▶ [Description of the task]:
Rewrite the lines from the line with "Habitat-census task: mark the flat" up to and including the line with "point(166, 175)", putting "flat-screen TV" in place of "flat screen television" and keeping everything else the same.

▶ [Data entries]:
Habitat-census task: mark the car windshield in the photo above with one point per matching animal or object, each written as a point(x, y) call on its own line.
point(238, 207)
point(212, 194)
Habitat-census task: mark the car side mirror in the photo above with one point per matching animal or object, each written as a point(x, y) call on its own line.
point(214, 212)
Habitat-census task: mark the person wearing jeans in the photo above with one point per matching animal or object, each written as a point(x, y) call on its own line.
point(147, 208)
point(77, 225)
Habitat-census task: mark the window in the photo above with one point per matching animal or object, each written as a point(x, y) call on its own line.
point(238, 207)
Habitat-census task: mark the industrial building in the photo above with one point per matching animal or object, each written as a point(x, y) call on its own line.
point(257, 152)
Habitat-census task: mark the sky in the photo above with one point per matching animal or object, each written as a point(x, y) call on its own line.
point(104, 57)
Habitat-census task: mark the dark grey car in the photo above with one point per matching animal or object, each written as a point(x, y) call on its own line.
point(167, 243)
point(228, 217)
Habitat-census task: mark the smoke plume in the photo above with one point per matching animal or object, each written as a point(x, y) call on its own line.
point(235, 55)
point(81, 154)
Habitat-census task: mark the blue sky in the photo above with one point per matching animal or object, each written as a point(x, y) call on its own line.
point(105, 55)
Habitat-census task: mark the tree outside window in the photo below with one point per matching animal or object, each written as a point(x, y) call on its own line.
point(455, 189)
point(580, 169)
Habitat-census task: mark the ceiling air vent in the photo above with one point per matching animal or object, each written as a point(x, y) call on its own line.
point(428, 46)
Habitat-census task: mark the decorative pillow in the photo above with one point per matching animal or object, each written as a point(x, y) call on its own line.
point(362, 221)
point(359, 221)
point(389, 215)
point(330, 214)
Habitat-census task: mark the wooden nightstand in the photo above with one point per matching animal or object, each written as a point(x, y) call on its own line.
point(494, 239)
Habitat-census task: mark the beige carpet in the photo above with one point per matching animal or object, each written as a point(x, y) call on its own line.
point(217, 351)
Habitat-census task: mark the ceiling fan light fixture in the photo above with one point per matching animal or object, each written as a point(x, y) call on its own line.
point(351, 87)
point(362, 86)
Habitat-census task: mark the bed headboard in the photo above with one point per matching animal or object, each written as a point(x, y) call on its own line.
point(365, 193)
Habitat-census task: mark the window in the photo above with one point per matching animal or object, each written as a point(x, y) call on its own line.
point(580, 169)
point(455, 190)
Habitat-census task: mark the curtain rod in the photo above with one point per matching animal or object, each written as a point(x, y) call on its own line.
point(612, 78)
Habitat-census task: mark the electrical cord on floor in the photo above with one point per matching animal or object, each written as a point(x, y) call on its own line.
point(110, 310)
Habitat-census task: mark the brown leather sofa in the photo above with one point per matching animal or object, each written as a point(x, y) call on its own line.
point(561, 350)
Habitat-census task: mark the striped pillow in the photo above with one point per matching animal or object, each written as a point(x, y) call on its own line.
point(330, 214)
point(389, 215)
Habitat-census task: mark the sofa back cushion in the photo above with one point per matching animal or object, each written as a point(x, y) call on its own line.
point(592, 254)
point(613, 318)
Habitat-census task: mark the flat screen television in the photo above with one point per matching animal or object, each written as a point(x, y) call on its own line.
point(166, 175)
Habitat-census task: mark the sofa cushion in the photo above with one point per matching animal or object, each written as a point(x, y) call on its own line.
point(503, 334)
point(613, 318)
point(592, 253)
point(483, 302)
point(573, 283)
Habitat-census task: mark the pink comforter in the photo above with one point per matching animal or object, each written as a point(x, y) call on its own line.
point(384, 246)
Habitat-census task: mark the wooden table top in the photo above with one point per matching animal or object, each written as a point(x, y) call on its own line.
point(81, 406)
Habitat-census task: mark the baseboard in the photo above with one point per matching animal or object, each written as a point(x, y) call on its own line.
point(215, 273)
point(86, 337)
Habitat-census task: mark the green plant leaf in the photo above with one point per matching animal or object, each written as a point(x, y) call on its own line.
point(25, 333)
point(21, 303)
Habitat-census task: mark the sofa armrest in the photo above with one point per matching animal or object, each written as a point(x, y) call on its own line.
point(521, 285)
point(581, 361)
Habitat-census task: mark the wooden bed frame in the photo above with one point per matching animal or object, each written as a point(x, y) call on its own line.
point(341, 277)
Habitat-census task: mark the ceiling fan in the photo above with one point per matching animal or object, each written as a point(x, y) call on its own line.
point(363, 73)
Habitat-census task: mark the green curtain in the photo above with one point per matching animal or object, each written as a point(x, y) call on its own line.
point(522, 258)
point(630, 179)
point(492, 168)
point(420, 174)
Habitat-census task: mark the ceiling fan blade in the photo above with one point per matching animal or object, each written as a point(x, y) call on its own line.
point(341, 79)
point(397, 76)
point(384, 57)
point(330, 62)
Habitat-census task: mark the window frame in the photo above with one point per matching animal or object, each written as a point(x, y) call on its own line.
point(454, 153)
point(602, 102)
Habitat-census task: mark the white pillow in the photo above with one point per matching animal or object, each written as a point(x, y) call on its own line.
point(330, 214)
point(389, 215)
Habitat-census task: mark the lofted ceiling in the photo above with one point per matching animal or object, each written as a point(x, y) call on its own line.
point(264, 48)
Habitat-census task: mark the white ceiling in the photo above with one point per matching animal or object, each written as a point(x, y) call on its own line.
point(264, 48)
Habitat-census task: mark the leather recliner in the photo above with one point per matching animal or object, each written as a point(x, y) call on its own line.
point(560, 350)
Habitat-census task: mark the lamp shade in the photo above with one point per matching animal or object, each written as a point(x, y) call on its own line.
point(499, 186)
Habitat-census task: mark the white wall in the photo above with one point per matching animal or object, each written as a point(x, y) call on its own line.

▶ [Finished answer]:
Habitat-census task: mark the flat-screen TV in the photo above with one point per matching animal or object, each written as a point(x, y) call on its own line.
point(166, 175)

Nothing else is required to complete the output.